▸ Location identification entries
|---|

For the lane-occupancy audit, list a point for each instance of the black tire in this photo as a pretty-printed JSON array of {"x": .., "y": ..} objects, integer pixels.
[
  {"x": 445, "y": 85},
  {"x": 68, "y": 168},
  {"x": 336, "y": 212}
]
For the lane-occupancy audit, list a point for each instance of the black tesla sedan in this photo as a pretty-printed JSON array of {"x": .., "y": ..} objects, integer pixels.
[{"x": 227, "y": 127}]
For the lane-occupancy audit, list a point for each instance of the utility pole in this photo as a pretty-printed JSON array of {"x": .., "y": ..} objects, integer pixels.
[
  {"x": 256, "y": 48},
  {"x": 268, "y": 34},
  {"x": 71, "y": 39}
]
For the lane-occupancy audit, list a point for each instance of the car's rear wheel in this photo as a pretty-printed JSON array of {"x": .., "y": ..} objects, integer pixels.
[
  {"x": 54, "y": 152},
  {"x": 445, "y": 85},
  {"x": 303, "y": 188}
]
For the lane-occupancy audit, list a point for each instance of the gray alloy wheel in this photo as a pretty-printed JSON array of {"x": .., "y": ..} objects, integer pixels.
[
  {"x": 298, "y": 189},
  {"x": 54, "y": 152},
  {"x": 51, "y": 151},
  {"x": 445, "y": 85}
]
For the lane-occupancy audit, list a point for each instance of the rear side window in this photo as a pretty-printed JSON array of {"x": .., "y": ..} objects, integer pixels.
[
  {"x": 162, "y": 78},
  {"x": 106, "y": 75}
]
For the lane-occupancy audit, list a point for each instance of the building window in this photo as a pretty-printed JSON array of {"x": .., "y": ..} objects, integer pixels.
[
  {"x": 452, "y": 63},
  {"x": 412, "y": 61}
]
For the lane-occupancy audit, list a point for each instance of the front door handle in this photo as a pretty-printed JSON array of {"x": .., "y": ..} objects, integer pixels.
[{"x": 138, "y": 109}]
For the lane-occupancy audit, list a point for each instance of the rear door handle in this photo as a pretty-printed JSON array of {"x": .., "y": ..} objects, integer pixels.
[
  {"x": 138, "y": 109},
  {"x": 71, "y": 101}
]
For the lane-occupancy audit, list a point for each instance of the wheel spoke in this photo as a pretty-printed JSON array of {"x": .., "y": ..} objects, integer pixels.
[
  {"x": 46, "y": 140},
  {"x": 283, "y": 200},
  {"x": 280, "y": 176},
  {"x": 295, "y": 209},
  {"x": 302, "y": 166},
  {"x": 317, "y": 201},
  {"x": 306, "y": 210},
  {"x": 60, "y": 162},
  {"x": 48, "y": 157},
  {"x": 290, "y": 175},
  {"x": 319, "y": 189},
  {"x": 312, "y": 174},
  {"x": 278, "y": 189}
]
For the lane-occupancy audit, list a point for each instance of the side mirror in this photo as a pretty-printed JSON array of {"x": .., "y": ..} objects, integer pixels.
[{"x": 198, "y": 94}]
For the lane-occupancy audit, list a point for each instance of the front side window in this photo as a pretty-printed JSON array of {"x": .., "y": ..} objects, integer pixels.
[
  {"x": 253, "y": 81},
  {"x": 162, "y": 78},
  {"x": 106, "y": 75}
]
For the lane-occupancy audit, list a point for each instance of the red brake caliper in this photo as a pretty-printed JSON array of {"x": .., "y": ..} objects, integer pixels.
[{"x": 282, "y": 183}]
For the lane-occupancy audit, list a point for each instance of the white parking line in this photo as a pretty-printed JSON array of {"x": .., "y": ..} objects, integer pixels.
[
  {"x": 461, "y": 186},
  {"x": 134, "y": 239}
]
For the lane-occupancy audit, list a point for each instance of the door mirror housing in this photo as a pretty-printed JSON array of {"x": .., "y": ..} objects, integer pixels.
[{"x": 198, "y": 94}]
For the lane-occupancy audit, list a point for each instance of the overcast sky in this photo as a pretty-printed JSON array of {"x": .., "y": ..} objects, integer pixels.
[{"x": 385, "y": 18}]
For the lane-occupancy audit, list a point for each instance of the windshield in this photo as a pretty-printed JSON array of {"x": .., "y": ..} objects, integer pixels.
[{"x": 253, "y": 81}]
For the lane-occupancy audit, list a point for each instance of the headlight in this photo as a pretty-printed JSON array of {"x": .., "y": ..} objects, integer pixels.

|---|

▸ WHAT TO DO
Rewrite every line of the records above as a JSON list of strings, one string per line, leaving out blank lines.

▸ THE RESPONSE
[
  "For the lane-occupancy audit, list a point for each instance of the black tire in this photo as a pretty-printed JSON array of {\"x\": .., \"y\": ..} objects, integer pixels.",
  "[",
  "  {\"x\": 445, \"y\": 85},",
  "  {\"x\": 68, \"y\": 168},",
  "  {\"x\": 336, \"y\": 212}",
  "]",
  "For the lane-occupancy audit, list a point for each instance of the black tesla sedan in this photo as a pretty-printed JSON array of {\"x\": .., \"y\": ..} objects, integer pixels.",
  "[{\"x\": 227, \"y\": 127}]",
  "For the lane-occupancy audit, list a point for each instance of the utility pole in this photo as a pretty-printed JSON array of {\"x\": .., \"y\": ..} objects, integer pixels.",
  "[",
  "  {\"x\": 256, \"y\": 48},",
  "  {\"x\": 268, \"y\": 34},",
  "  {\"x\": 71, \"y\": 39}",
  "]",
  "For the lane-occupancy audit, list a point for each instance of the car's rear wheel in this photo as a pretty-printed JSON array of {\"x\": .., \"y\": ..} objects, integer pixels.",
  "[",
  "  {\"x\": 54, \"y\": 152},",
  "  {\"x\": 445, \"y\": 85},",
  "  {\"x\": 303, \"y\": 188}",
  "]",
  "For the lane-occupancy audit, list a point for each instance of the gray alloy wheel in this photo as a pretty-printed JSON array of {\"x\": .., \"y\": ..} objects, integer pixels.",
  "[",
  "  {\"x\": 298, \"y\": 189},",
  "  {\"x\": 54, \"y\": 152},",
  "  {\"x\": 51, \"y\": 151},",
  "  {\"x\": 445, \"y\": 85}",
  "]",
  "For the lane-occupancy audit, list a point for each instance of the rear side window in this photo as a pretty-printed JSON array of {\"x\": .., \"y\": ..} objects, integer pixels.",
  "[",
  "  {\"x\": 162, \"y\": 78},",
  "  {\"x\": 106, \"y\": 75}",
  "]",
  "For the lane-occupancy audit, list a point for each instance of the building window in this photo as a pretty-printed JSON array of {\"x\": .., \"y\": ..} objects, integer pixels.",
  "[",
  "  {\"x\": 452, \"y\": 63},",
  "  {\"x\": 412, \"y\": 61}",
  "]",
  "For the lane-occupancy audit, list a point for each instance of the front door handle in this photo as a pretty-printed JSON array of {\"x\": .., \"y\": ..} objects, integer pixels.",
  "[{\"x\": 138, \"y\": 109}]",
  "For the lane-occupancy audit, list a point for each instance of the rear door handle in this photo as a pretty-printed JSON array of {\"x\": .., \"y\": ..} objects, integer pixels.",
  "[",
  "  {\"x\": 138, \"y\": 109},",
  "  {\"x\": 71, \"y\": 101}",
  "]",
  "For the lane-occupancy audit, list a point for each instance of the wheel spoke in this photo as a pretty-printed JSON array of {\"x\": .., \"y\": ..} objects, integer pixels.",
  "[",
  "  {\"x\": 46, \"y\": 140},",
  "  {\"x\": 283, \"y\": 200},",
  "  {\"x\": 280, \"y\": 176},",
  "  {\"x\": 295, \"y\": 209},",
  "  {\"x\": 302, \"y\": 166},",
  "  {\"x\": 317, \"y\": 201},",
  "  {\"x\": 306, \"y\": 210},",
  "  {\"x\": 60, \"y\": 162},",
  "  {\"x\": 48, \"y\": 157},",
  "  {\"x\": 290, \"y\": 175},",
  "  {\"x\": 319, \"y\": 189},",
  "  {\"x\": 312, \"y\": 174},",
  "  {\"x\": 278, \"y\": 189}",
  "]",
  "For the lane-occupancy audit, list a point for each instance of the side mirror in this photo as a pretty-printed JSON array of {\"x\": .., \"y\": ..} objects, integer pixels.",
  "[{\"x\": 198, \"y\": 94}]",
  "For the lane-occupancy audit, list a point for each instance of the front side window in this photo as a pretty-printed JSON array of {\"x\": .., \"y\": ..} objects, integer pixels.",
  "[",
  "  {\"x\": 253, \"y\": 81},",
  "  {\"x\": 162, \"y\": 78},",
  "  {\"x\": 106, \"y\": 75}",
  "]",
  "For the lane-occupancy audit, list a point for each instance of the red brake caliper in this photo as a pretty-printed JSON array of {\"x\": .., \"y\": ..} objects, integer pixels.",
  "[{\"x\": 282, \"y\": 183}]",
  "For the lane-occupancy audit, list a point for each instance of the white parking line in this photo as a pretty-printed JSON array of {\"x\": .., \"y\": ..} objects, integer pixels.",
  "[",
  "  {\"x\": 461, \"y\": 186},",
  "  {\"x\": 134, \"y\": 239}",
  "]",
  "For the lane-occupancy audit, list a point for each instance of the door mirror housing in this photo as a pretty-printed JSON array of {\"x\": .., \"y\": ..} objects, integer pixels.",
  "[{\"x\": 198, \"y\": 94}]",
  "For the lane-occupancy audit, list a point for each instance of the overcast sky in this photo as a pretty-printed JSON array of {\"x\": .., \"y\": ..} objects, integer pixels.",
  "[{\"x\": 385, \"y\": 18}]",
  "For the lane-occupancy audit, list a point for each instance of the windshield in this photo as a pretty-printed JSON array of {\"x\": .., \"y\": ..} objects, integer pixels.",
  "[{\"x\": 253, \"y\": 81}]",
  "For the lane-occupancy audit, list a point for each instance of the headlight in this photo as a pretty-printed JSON array of {\"x\": .., \"y\": ..} objects, integer pixels."
]